An exact, complete copy of the lines below is the expected answer.

(Stored data entries)
================================

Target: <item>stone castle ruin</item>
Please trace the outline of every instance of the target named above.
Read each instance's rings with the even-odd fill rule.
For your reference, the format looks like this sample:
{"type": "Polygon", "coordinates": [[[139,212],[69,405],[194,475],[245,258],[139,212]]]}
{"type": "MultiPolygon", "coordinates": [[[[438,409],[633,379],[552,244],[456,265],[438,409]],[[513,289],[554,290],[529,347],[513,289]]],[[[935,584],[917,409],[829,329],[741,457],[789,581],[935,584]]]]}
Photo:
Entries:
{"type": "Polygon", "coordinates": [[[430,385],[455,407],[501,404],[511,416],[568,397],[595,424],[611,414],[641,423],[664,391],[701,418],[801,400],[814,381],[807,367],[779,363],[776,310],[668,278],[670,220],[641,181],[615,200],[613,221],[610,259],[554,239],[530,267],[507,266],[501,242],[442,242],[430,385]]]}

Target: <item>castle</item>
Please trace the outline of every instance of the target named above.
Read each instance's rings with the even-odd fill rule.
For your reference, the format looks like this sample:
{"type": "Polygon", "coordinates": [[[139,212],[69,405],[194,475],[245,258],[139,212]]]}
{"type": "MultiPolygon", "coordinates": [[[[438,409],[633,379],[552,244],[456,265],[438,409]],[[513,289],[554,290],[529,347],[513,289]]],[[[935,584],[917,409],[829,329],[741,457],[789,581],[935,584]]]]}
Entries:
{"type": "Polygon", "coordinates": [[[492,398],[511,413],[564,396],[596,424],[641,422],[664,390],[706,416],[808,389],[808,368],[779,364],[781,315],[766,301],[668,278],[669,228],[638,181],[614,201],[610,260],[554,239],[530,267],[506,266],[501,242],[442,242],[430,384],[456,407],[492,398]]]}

================================

(Reply to the task)
Target: <item>stone castle ruin</item>
Please trace the outline of every instance of the target named above.
Read each instance's rings with the even-odd fill rule.
For your reference, the format looks like this sample:
{"type": "Polygon", "coordinates": [[[139,212],[69,405],[194,475],[245,258],[139,212]]]}
{"type": "MultiPolygon", "coordinates": [[[[438,409],[633,379],[552,244],[456,265],[438,409]],[[513,289],[554,290],[529,347],[513,289]]],[[[935,584],[917,409],[829,329],[741,457],[789,581],[935,584]]]]}
Photo:
Entries:
{"type": "Polygon", "coordinates": [[[430,385],[455,407],[501,404],[511,416],[568,397],[595,424],[611,414],[641,423],[664,391],[701,418],[801,400],[814,381],[807,367],[779,363],[776,310],[668,278],[670,220],[641,181],[615,200],[613,221],[610,259],[554,239],[530,267],[507,266],[501,242],[442,242],[430,385]]]}

Target: <item>castle</item>
Please trace the outline of every instance of the target named above.
Read each instance's rings with the even-odd fill rule.
For your reference, the format looks like this sample:
{"type": "Polygon", "coordinates": [[[139,212],[69,405],[194,475],[245,258],[139,212]]]}
{"type": "MultiPolygon", "coordinates": [[[[438,409],[633,379],[552,244],[456,265],[438,409]],[[513,289],[554,290],[529,347],[513,289]]],[[[935,584],[917,409],[829,329],[741,457],[789,581],[935,584]]]]}
Entries:
{"type": "Polygon", "coordinates": [[[492,398],[511,413],[564,396],[596,424],[641,422],[664,390],[706,416],[808,389],[808,368],[779,364],[781,315],[766,301],[668,278],[669,228],[638,181],[614,201],[610,260],[554,239],[530,267],[506,266],[501,242],[442,242],[430,384],[456,407],[492,398]]]}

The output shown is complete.